## Source excerpt
+ + + + +
Online lezing "On two ancient Egyptian fragments of sarcophagus lid,  with inscription and homonymous owner." 

Online lezing “On two ancient Egyptian fragments of sarcophagus lid,  with inscription and homonymous owner.”

door dr. Renata G. Tatomir op dinsdag 28 mei om 19.30 uur. Voor donateurs van Mehen en studenten gratis, voor anderen € 5,00.

Dr. Tatomir is director of the Center for the Study and Promotion of Egyptology, the East and the Mediterranean and director of the Department of Social and Natural Sciences of Hyperion University of Bucharest, Romania.

In the 2021 issue of the SCIVA journal (Tatomir 2021), in a study in Romanian (with a summary in English), I presented in detail a fragment of an Egyptian sarcophagus, attributed to a person named Paditem (Padiatem/Padiatum/Padiatoum), who lived in the 4th century BC. The fragment is inscribed with a part of the funerary text known as the Litany of Re and is part of the collection of Egyptian antiquities of the “Vasile Pârvan” Institute of Archaeology in Bucharest, under the inventory number E 196.

At the end of the study, I pointed out that, during my research and investigations on this piece, I identified two other fragments related to it. I identified one of them (which is the subject of the present study) when I came across the bibliographic source Patriarchate of Alexandria 2006 – 2016, Patriarchate of Alexandria, 2016 (with texts by Georgios Mylonas, Vassilis Chrysikopoulos and Antonis Bekiaris, p. 72-73). In this anniversary volume, Vassilis Chrysikopoulos, an Egyptologist and archaeologist from the Acropolis Museum, briefly mentions a fragment with an inscription from the sarcophagus of the priest Padiatem in the Alexandria Museum, illustrated with two photographs. At that time, based on the photographs and the homonymy of the two people found in the fragment E 196 and in the one in Alexandria Museum, I concluded that it is the same owner. Moreover, according to the arrangement and structure of the text, the inscription fragment in Alexandria may be a continuation in the upper right section of the same sarcophagus lid of the same ritual praise formulas from the Litany of Re, which are also present on the fragment in the “Vasile Pârvan” Institute of Archaeology. Basically, the columns with addresses to the manifestations of Re starting on piece E 196 continue on the fragment in Alexandria. At that time, I noticed a discrepancy between the two inscriptions, in the manner of writing the Litany of Re, which could perhaps indicate the handwriting of a different scribe. However, I must specify that I did not have access to the fragment in Alexandria in its physical form, hence I based my opinion on available photographs only. Following an in-depth analysis of the Alexandria fragment, some clarifications are required now, which will be presented hereinafter.
+ + + + +
## Data listing
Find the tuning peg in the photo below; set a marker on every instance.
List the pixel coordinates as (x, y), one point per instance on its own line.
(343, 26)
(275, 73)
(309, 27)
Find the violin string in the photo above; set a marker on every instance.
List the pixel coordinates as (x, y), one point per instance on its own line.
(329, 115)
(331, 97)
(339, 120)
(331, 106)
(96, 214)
+ + + + +
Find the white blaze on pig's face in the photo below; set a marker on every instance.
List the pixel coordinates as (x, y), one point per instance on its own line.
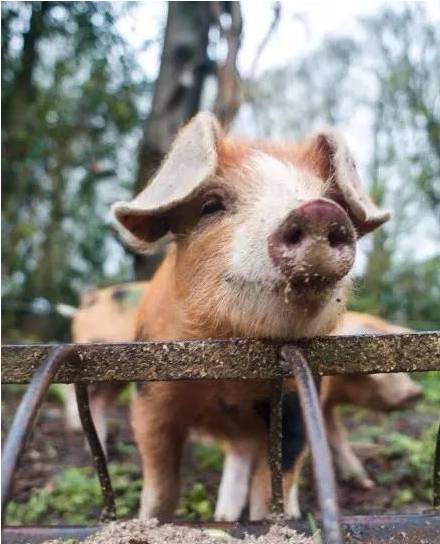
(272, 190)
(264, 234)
+ + + + +
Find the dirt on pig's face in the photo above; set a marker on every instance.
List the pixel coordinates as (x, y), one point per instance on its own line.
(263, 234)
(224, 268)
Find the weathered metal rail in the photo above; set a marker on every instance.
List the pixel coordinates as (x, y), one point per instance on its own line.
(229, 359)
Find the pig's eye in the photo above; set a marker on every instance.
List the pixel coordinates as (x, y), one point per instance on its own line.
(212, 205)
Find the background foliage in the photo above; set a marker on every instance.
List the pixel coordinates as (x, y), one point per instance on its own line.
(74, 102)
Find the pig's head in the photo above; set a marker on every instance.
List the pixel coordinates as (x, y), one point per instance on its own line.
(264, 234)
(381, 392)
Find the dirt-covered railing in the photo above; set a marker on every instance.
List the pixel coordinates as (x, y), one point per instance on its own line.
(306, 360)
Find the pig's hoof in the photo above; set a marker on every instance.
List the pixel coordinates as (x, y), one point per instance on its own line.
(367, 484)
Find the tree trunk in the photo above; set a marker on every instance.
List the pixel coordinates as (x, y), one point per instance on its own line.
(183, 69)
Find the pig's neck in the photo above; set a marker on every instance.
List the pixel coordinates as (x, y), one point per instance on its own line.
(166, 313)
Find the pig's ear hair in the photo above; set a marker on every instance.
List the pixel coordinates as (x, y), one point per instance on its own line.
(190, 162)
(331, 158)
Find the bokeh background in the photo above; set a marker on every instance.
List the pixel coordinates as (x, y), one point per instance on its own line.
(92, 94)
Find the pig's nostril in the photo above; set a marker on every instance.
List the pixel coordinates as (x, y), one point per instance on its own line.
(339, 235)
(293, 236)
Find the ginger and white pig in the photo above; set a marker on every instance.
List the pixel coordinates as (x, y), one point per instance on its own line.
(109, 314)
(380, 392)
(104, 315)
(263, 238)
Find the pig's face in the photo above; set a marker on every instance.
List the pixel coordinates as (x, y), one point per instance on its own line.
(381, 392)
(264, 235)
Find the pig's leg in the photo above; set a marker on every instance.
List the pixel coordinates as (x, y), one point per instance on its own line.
+ + + + +
## Short exercise
Substitute "the Romanian capital" for "Bucharest" in the lecture announcement, and write out the passage that begins at the words "door dr. Renata" and stops after "number E 196.".

## Solution to this exercise
door dr. Renata G. Tatomir op dinsdag 28 mei om 19.30 uur. Voor donateurs van Mehen en studenten gratis, voor anderen € 5,00.

Dr. Tatomir is director of the Center for the Study and Promotion of Egyptology, the East and the Mediterranean and director of the Department of Social and Natural Sciences of Hyperion University of the Romanian capital, Romania.

In the 2021 issue of the SCIVA journal (Tatomir 2021), in a study in Romanian (with a summary in English), I presented in detail a fragment of an Egyptian sarcophagus, attributed to a person named Paditem (Padiatem/Padiatum/Padiatoum), who lived in the 4th century BC. The fragment is inscribed with a part of the funerary text known as the Litany of Re and is part of the collection of Egyptian antiquities of the “Vasile Pârvan” Institute of Archaeology in the Romanian capital, under the inventory number E 196.